Opdracht: Zet alle onderstaande regels om naar een CSV met de kolommen invoer en uitvoer, met één rij voor elke tekst en het antwoord dat erbij hoort. Zet elk veld tussen aanhalingstekens en vervang regeleinden door spaties.

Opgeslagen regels
===

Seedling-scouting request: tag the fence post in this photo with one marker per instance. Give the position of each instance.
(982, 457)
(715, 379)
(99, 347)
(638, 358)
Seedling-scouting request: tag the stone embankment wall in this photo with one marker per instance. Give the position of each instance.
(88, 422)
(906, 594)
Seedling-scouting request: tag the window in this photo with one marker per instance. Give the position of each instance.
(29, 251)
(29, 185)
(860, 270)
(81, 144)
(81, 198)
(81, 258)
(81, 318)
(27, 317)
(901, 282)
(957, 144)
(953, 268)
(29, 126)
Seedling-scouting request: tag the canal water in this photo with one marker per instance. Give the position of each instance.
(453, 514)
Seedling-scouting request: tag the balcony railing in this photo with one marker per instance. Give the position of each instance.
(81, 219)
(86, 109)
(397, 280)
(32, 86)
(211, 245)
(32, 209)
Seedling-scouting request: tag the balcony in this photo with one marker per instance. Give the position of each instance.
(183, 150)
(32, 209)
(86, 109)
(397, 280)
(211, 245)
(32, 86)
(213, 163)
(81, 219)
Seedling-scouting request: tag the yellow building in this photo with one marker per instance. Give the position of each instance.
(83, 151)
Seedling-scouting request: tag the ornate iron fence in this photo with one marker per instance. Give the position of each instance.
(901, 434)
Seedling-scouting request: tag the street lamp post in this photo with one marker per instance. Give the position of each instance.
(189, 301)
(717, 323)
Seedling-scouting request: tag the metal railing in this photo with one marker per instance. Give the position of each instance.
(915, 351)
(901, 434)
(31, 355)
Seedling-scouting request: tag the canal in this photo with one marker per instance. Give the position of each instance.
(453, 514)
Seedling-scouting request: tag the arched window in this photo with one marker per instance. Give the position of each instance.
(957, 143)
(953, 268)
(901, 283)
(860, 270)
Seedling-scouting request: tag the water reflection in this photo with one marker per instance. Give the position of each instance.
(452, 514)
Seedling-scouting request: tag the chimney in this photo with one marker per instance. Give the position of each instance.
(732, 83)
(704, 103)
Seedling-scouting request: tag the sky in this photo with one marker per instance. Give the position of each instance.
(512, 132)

===

Uitgewerkt antwoord:
invoer,uitvoer
"Seedling-scouting request: tag the fence post in this photo with one marker per instance. Give the position of each instance.","(982, 457) (715, 379) (99, 347) (638, 358)"
"Seedling-scouting request: tag the stone embankment wall in this photo with one marker per instance. Give the position of each instance.","(88, 422) (906, 594)"
"Seedling-scouting request: tag the window in this photo with one marker per instance. Give the position of each instance.","(29, 251) (29, 185) (860, 270) (81, 144) (81, 198) (81, 258) (81, 318) (27, 317) (901, 282) (957, 144) (953, 268) (29, 126)"
"Seedling-scouting request: tag the canal water in this photo with one marker per instance. Give the position of each instance.","(453, 514)"
"Seedling-scouting request: tag the balcony railing in this photo with one marker per instance. Give the position of each instance.","(81, 219) (86, 109) (397, 280) (32, 86) (211, 245) (32, 209)"
"Seedling-scouting request: tag the balcony in this photo with one marker per instance. Give the position of each instance.","(183, 150) (32, 209) (86, 109) (397, 280) (211, 245) (32, 86) (213, 163) (81, 219)"
"Seedling-scouting request: tag the yellow building in this photo with one marker per instance. Give the position of each instance.","(83, 151)"
"Seedling-scouting request: tag the ornate iron fence in this photo with one marker per instance. Give the position of each instance.","(901, 434)"
"Seedling-scouting request: tag the street lamp post in this photo with one marker per instance. Give the position of each instance.","(189, 301) (717, 323)"
"Seedling-scouting request: tag the metal railing in this photo with one marker per instance. Give the position of each instance.","(915, 351) (901, 434) (31, 355)"
"Seedling-scouting request: tag the canal in this photo with one marker per instance. Give the position of each instance.","(453, 514)"
"Seedling-scouting request: tag the arched window in this photo with one marker per instance. Give the position of each instance.","(957, 143) (953, 268) (901, 283) (860, 270)"
"Seedling-scouting request: tag the water reflection in this photo with one marker per instance. Give the position of each instance.","(452, 514)"
"Seedling-scouting request: tag the chimney in this photo with one marker per instance. Give the position of each instance.","(732, 83) (704, 103)"
"Seedling-scouting request: tag the sky in this photo with one marker per instance. Give the position of each instance.","(512, 132)"